LESETEXT
Freitag, 21. Dezember 2018

Ryans Tochter



















Regie: David Lean

Schicksalshafte Begegnung

David Lean drehte nach "Die Brücke am Kwai", "Lawrence von Arabien" und "Doktor Schiwago" im Jahr 1970 seinen vierten Monumentalfilm. Doch diesmal wurde seine Arbeit von sehr vielen Kritikern eher schlecht bewertet. Man warf dem bildgewaltigem Epos vor zu selbstgefällig und auch langweilig zu sein. Immerhin sah es das Publikum anders. Der Film konnte an der Kinokasse über 30 Millionen Dollar weltweit einspielen und lag am Ende nach "Love Story", "Airport", "Mash", "Patton", "Woodstock" und "Little Big Man" auf Platz 7 der Kinojahrescharts. Bei den Oscars gewann der Film zwei seiner vier Nominierungen: John Mills gewann als bester Nebendarsteller für seine Rolle des behinderten Michael und Freddie Young für seine überwältigende Kameraarbeit. Sarah Miles, die als beste Hauptdarstellerin vorgeschlagen wurden und auch die Tontechniker John Bramall und Gordon K. McCallum gingen leer aus.

BEREITGESTELLTE DATENSÄTZE
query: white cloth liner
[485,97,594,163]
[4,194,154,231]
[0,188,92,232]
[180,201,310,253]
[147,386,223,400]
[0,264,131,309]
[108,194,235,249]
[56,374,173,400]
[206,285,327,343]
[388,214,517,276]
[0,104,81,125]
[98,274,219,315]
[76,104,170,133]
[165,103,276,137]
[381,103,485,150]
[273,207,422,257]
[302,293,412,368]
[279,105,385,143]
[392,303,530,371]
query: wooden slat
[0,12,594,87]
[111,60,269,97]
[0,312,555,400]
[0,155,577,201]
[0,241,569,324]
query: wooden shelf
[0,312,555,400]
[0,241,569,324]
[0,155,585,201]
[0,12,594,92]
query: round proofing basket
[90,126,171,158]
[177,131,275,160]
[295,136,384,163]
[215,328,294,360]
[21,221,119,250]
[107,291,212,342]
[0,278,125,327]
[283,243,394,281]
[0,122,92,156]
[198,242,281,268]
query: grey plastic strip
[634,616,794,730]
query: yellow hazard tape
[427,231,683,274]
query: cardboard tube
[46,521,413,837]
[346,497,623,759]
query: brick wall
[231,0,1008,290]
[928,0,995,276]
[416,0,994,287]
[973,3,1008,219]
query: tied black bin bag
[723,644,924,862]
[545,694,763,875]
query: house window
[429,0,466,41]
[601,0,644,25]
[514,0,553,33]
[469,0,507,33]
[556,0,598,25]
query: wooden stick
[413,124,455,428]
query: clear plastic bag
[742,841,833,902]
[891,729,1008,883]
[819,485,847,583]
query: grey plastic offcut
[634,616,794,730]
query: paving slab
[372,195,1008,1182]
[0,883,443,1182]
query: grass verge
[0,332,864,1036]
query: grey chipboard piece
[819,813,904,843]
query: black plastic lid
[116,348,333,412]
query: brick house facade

AUFGABE
Kannst du aus dem Text über den Film „Ryans Tochter“ die Passage von „David Lean drehte“ bis „gingen leer aus.“ wortgetreu wiedergeben?

ANTWORT
David Lean drehte nach "Die Brücke am Kwai", "Lawrence von Arabien" und "Doktor Schiwago" im Jahr 1970 seinen vierten Monumentalfilm. Doch diesmal wurde seine Arbeit von sehr vielen Kritikern eher schlecht bewertet. Man warf dem bildgewaltigem Epos vor zu selbstgefällig und auch langweilig zu sein. Immerhin sah es das Publikum anders. Der Film konnte an der Kinokasse über 30 Millionen Dollar weltweit einspielen und lag am Ende nach "Love Story", "Airport", "Mash", "Patton", "Woodstock" und "Little Big Man" auf Platz 7 der Kinojahrescharts. Bei den Oscars gewann der Film zwei seiner vier Nominierungen: John Mills gewann als bester Nebendarsteller für seine Rolle des behinderten Michael und Freddie Young für seine überwältigende Kameraarbeit. Sarah Miles, die als beste Hauptdarstellerin vorgeschlagen wurden und auch die Tontechniker John Bramall und Gordon K. McCallum gingen leer aus.